* _Task instructions_: From the records below, report the number of lines that contain "with", and add nothing.

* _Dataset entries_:
------------------------

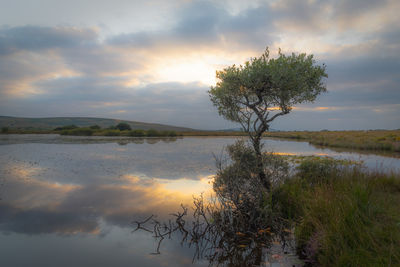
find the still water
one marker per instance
(70, 201)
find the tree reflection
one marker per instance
(220, 233)
(240, 222)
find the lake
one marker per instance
(70, 201)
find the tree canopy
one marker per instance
(264, 88)
(255, 93)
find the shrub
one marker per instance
(67, 127)
(95, 127)
(78, 131)
(111, 132)
(345, 217)
(137, 133)
(153, 133)
(123, 126)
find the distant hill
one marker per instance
(51, 123)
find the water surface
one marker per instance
(69, 201)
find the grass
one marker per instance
(343, 215)
(90, 131)
(212, 133)
(386, 140)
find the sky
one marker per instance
(154, 61)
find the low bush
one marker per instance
(78, 131)
(343, 215)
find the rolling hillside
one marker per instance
(51, 123)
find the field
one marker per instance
(388, 140)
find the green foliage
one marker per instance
(264, 85)
(344, 216)
(379, 140)
(78, 131)
(137, 133)
(111, 132)
(67, 127)
(237, 180)
(122, 126)
(153, 133)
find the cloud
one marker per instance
(162, 74)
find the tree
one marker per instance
(264, 88)
(122, 126)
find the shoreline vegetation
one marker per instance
(342, 214)
(370, 140)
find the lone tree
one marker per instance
(264, 88)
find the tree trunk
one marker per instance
(256, 140)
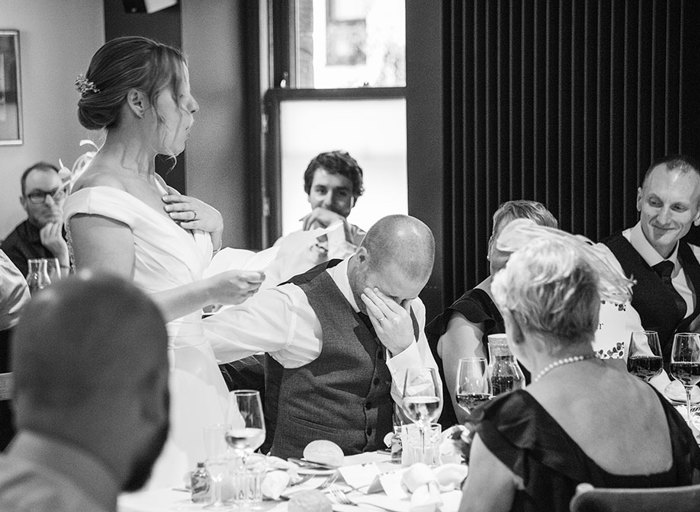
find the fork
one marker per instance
(339, 496)
(329, 481)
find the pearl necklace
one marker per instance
(561, 362)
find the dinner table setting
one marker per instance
(421, 470)
(368, 481)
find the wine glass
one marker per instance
(247, 432)
(473, 383)
(421, 398)
(37, 276)
(645, 360)
(685, 363)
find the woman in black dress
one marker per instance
(462, 329)
(581, 419)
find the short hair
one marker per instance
(127, 63)
(523, 209)
(549, 288)
(404, 240)
(681, 162)
(336, 162)
(77, 339)
(39, 166)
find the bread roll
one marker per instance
(309, 501)
(324, 452)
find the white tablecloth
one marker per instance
(170, 500)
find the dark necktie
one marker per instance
(365, 320)
(664, 270)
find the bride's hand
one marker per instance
(191, 213)
(234, 286)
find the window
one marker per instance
(347, 43)
(337, 83)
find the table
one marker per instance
(170, 500)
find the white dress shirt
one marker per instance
(281, 322)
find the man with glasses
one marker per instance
(41, 235)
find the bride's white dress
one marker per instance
(166, 257)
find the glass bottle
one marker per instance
(504, 370)
(200, 484)
(38, 275)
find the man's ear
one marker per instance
(362, 255)
(640, 197)
(137, 101)
(696, 220)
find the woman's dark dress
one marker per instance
(522, 435)
(478, 308)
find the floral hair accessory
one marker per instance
(84, 85)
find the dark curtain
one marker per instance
(562, 101)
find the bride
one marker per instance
(123, 218)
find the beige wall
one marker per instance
(57, 39)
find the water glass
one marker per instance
(215, 446)
(411, 443)
(53, 268)
(505, 373)
(644, 358)
(473, 383)
(245, 481)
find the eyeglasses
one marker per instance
(39, 196)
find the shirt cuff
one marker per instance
(409, 358)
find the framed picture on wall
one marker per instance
(10, 89)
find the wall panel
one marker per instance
(561, 101)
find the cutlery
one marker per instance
(309, 464)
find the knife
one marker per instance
(309, 464)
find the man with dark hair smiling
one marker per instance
(333, 183)
(91, 397)
(665, 268)
(41, 234)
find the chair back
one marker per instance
(660, 499)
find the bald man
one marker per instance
(339, 339)
(91, 397)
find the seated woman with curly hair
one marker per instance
(581, 419)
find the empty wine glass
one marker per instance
(422, 398)
(38, 275)
(247, 432)
(473, 383)
(685, 363)
(645, 360)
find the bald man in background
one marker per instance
(90, 396)
(339, 339)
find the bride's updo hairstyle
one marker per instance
(122, 64)
(553, 283)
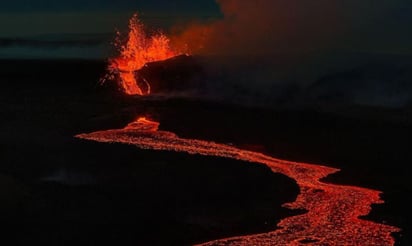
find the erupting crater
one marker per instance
(333, 211)
(139, 50)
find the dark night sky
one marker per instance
(371, 25)
(87, 5)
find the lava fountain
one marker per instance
(333, 211)
(139, 49)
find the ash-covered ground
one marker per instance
(60, 190)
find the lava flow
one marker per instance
(333, 211)
(138, 50)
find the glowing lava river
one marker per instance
(333, 211)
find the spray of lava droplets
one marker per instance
(139, 49)
(333, 211)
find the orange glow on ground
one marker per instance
(333, 210)
(138, 50)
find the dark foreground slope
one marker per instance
(64, 191)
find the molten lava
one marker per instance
(333, 211)
(138, 50)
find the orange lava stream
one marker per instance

------------------------

* _Task solution_: 3